RECORDS FOR THIS EXERCISE START

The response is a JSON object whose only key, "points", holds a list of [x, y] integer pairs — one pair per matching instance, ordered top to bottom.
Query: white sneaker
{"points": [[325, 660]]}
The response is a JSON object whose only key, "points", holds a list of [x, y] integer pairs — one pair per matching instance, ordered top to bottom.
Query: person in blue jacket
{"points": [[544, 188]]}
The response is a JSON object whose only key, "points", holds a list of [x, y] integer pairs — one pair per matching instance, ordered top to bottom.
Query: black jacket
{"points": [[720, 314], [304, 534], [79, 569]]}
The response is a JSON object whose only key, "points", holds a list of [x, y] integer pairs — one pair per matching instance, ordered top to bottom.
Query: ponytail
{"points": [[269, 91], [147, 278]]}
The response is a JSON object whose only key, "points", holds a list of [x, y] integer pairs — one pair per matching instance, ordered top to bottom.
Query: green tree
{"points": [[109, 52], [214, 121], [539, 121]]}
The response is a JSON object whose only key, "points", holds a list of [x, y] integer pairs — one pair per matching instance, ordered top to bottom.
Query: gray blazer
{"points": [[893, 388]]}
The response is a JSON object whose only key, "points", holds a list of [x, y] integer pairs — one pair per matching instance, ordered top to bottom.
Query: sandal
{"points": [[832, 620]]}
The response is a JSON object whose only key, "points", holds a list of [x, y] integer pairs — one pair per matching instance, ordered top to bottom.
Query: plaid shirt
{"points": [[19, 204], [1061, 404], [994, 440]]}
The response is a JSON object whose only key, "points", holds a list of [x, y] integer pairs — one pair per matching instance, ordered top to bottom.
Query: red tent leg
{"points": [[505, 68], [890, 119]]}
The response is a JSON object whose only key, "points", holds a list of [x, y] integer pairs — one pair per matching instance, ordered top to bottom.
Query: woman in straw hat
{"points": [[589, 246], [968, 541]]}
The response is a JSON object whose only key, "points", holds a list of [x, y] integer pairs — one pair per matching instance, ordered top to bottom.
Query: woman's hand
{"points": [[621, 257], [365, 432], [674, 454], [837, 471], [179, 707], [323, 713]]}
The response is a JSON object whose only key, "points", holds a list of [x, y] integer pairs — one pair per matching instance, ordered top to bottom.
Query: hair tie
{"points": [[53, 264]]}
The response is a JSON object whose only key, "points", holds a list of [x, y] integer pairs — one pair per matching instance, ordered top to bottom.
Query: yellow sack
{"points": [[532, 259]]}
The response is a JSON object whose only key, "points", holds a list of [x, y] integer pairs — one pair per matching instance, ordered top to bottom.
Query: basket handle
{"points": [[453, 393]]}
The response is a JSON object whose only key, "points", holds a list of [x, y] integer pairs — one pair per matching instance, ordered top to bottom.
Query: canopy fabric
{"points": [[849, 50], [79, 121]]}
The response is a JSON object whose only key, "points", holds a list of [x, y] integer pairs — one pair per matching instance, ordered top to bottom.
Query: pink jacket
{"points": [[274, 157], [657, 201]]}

RECORDS FOR THIS EXERCISE END

WORK ITEM
Restate every entry word for word.

RESPONSE
The response is a JSON object whose only key, "points", holds a list of [x, y] integer pairs — one pair per matching instance, ordered top to bottom.
Query: white sneaker
{"points": [[325, 660]]}
The response is a JSON object whose only key, "points", holds a list of [x, y] integer pairs — one pair per matching instance, ordered top to bottom.
Query: person in blue jacket
{"points": [[544, 188]]}
The response is a JSON object whose only key, "points", holds a list of [x, y] integer pairs — one pair per matching instance, ordered top to bottom.
Query: black jacket
{"points": [[720, 314], [304, 534], [79, 569]]}
The response is a JSON object whose only key, "points", holds a list of [x, y] integer pairs — one pair per matching instance, ordered top to bottom.
Query: ponytail
{"points": [[269, 91], [147, 278]]}
The response is a JSON object whose only key, "points", holds a list of [x, y] integer pairs — one pair per matching instance, ordered top to bottom.
Query: green tree
{"points": [[109, 52], [214, 121], [539, 121]]}
The response is a JSON object whose only key, "points", holds a list of [x, y] integer pairs — one pair per matching instance, ordered top to bottom.
Query: gray blazer
{"points": [[893, 388]]}
The response is a JSON object whose only key, "points", holds a list of [x, y] integer pairs — one pair per matching instance, ordered top to bottom.
Query: sandal
{"points": [[832, 620]]}
The response is a JSON object whose only key, "points", holds a list of [x, y] integer pairs — one pair per matching instance, ordered top to bottom.
Query: plaid shirt
{"points": [[19, 204], [1061, 404], [994, 440]]}
The response is a JSON object whose only key, "points", holds a list of [x, y] integer pairs — one pair per matching instance, ordered top to bottom.
Query: red tent leg
{"points": [[505, 68], [890, 119]]}
The response is a JSON object whose only key, "points", holds a list of [x, y] integer pairs — one pair per matching instance, ordered top to bottom.
Query: woman in straw hat
{"points": [[589, 246], [968, 541]]}
The response is a JSON object whose only key, "points", holds a list of [x, y] integer pairs — one pair per matching instance, ordered top to bottom.
Query: woman's hand
{"points": [[621, 257], [365, 432], [674, 454], [837, 471], [179, 707], [323, 713]]}
The response is a JSON object whose only key, "points", holds a list of [x, y] integer pairs — one pair per matching instance, ordered top to bottom.
Query: hair tie
{"points": [[53, 264]]}
The response is a JSON object whose only key, "points", holds a list of [x, y] integer pairs — one pair per matching instance, ordered top to bottom.
Query: yellow sack
{"points": [[532, 259]]}
The response is a JSON object whose only key, "points", holds a list of [x, y] integer pairs — one pair per matching instance, ordered top to bottom.
Query: basket handle
{"points": [[453, 393]]}
The response is a JSON object whose only key, "points", holds a list of [x, y] integer pairs — one pair per matching instance, ordered top to bottom.
Query: canopy fabric
{"points": [[849, 50], [79, 121]]}
The response is a JSON object whose only key, "points", holds a list of [x, y] integer pairs — one pair per matching instance, ordered top to bottom.
Query: pink jacket
{"points": [[274, 157], [657, 201]]}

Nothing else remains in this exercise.